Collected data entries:
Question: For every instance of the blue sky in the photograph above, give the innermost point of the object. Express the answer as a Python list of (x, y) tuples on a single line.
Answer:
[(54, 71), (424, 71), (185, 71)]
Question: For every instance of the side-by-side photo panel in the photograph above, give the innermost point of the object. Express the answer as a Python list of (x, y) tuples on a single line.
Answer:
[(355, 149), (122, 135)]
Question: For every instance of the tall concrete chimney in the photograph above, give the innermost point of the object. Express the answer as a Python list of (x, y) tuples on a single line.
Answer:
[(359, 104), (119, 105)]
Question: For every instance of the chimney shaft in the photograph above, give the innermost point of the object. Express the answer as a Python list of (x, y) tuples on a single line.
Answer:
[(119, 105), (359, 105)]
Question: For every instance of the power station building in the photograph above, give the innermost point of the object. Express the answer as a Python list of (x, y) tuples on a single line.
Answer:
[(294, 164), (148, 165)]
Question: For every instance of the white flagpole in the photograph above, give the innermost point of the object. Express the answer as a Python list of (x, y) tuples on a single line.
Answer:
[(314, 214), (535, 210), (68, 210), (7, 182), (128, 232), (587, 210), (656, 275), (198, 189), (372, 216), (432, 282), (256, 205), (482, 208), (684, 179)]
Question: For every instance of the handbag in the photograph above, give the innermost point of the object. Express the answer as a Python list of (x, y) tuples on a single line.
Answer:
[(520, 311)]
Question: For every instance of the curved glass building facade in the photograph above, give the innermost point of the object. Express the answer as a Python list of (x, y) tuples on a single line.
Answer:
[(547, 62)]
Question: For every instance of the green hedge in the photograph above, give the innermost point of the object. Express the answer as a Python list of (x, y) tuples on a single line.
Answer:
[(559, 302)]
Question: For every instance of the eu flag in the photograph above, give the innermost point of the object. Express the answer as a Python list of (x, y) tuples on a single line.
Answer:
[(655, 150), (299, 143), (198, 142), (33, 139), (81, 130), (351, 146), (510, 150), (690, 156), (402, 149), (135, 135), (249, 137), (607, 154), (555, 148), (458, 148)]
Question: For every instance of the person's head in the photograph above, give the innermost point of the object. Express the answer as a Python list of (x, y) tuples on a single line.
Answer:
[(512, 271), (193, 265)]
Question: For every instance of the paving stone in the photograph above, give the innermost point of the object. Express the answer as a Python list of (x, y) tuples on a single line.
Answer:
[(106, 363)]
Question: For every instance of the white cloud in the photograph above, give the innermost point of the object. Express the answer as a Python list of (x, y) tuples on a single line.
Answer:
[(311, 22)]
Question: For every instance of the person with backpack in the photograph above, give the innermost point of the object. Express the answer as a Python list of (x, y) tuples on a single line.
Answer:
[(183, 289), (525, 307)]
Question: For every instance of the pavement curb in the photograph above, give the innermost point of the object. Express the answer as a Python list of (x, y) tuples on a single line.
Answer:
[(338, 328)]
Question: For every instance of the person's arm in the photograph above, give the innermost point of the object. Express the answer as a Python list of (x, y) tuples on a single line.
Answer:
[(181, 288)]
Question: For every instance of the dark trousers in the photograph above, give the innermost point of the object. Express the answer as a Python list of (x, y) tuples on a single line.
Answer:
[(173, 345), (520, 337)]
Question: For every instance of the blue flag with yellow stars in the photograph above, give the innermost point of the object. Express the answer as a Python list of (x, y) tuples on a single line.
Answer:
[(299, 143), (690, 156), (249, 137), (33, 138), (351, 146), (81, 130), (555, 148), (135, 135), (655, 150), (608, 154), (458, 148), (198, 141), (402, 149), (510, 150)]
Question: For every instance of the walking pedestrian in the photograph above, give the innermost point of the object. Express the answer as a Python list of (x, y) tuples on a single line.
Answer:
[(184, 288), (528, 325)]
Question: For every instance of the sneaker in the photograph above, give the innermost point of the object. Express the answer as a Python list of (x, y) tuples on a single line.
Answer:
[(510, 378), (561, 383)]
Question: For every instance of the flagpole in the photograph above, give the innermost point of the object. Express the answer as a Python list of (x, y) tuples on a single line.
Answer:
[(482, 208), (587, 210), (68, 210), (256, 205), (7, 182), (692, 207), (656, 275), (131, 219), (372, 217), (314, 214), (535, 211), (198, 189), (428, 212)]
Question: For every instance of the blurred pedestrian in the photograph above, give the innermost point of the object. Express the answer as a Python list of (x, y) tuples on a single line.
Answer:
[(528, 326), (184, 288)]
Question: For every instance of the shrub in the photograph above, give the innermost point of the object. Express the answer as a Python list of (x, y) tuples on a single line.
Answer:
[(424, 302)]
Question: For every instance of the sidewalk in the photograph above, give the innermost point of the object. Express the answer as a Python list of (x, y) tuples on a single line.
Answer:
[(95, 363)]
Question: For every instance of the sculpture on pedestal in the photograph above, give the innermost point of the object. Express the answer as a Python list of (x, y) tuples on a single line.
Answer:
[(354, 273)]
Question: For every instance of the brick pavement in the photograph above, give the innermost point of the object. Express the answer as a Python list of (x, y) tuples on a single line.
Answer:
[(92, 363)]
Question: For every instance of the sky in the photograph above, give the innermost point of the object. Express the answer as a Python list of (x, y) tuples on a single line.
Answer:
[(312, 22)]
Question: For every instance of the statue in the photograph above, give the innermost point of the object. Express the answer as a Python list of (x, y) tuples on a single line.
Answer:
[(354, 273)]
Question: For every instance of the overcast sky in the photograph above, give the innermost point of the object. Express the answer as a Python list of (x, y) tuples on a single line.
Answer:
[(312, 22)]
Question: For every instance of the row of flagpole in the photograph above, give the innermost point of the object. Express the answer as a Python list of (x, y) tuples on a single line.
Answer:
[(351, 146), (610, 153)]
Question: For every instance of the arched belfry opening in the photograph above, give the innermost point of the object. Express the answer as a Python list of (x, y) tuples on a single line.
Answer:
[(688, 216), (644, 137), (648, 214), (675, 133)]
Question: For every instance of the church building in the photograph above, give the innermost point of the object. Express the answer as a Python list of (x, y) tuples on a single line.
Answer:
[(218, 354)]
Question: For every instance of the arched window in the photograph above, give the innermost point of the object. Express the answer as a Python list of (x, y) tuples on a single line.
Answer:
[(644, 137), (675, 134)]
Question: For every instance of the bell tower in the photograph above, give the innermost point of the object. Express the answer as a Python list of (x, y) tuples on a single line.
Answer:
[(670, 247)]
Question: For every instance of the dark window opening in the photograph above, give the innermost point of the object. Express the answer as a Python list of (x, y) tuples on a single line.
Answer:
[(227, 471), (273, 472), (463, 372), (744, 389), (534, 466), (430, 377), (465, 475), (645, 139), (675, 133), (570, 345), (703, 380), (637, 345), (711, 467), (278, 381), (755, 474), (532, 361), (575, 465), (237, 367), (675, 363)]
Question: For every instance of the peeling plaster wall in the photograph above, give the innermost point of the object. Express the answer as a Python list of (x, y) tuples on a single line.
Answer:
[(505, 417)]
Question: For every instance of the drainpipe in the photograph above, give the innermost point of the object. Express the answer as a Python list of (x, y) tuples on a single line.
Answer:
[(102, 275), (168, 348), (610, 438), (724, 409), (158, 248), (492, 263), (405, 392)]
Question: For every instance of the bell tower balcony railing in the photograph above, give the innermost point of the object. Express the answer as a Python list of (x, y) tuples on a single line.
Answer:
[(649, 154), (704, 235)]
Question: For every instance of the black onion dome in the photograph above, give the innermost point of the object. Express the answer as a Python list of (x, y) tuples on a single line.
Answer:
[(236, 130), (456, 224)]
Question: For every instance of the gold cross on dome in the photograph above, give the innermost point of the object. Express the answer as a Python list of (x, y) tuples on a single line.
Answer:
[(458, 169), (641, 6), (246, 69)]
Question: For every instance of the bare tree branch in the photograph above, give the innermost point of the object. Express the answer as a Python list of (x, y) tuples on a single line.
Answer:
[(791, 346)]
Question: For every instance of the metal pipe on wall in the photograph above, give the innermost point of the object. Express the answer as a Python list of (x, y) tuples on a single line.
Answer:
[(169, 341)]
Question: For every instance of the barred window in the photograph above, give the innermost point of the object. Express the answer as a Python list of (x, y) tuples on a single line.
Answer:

Work to do ->
Copy out everything from the line containing "Question: For every instance of the dark window" down to the end of the material, keeping each line identical.

Written answer ->
Question: For every instance of the dark window opening in the photograph above, give the innermost point of the object. Express the answer as a Python list of (x, y) tuples on a single line.
Answer:
[(227, 471), (273, 472), (463, 372), (744, 389), (534, 466), (430, 377), (465, 475), (645, 139), (675, 133), (570, 345), (703, 380), (637, 345), (711, 467), (278, 381), (755, 474), (532, 361), (575, 465), (237, 367), (675, 363)]
Question: For every instance of the peeling plaster wall in the photograph above, give the innermost point of the object. Express the answer as a Python list of (x, y) tuples on a single line.
Answer:
[(505, 417)]
Question: For every instance of the drainpipe in the photograph above, give the innermost point of the object. Express the answer as a Python list of (x, y) tuples on a single line.
Answer:
[(102, 275), (168, 348), (610, 438), (724, 409), (158, 248), (492, 263), (405, 392)]
Question: For every instance of the bell tower balcony railing in the photograph above, give the innermost point of the object. Express the answer as a Python list of (x, y) tuples on a single line.
Answer:
[(649, 154), (704, 235)]
Question: For every instance of the black onion dome in the photograph above, give the innermost point of the object. Express the answer as a Python list of (x, y) tuples on a single line.
Answer:
[(236, 130), (456, 224)]
Question: For every instance of the gold cross on dome in the photograph above, give the innermost point of the object. Express the answer as a Python list of (x, y) tuples on a single line.
Answer:
[(458, 169), (641, 6), (246, 69)]
Question: For every instance of the bare tree branch in the photograph above, give the innermost point of the object. Express the answer as a Python list of (x, y) tuples on a single line.
Answer:
[(791, 346)]
Question: For every instance of the metal pipe on wall in the photograph above, give the innermost point of the object. Express the answer as a Python list of (x, y) tuples on a single line.
Answer:
[(169, 341)]
Question: For every instance of the barred window in the photograph above, give the innermost point of the object. Express the answer as a Python list of (x, y) tuples on a single line.
Answer:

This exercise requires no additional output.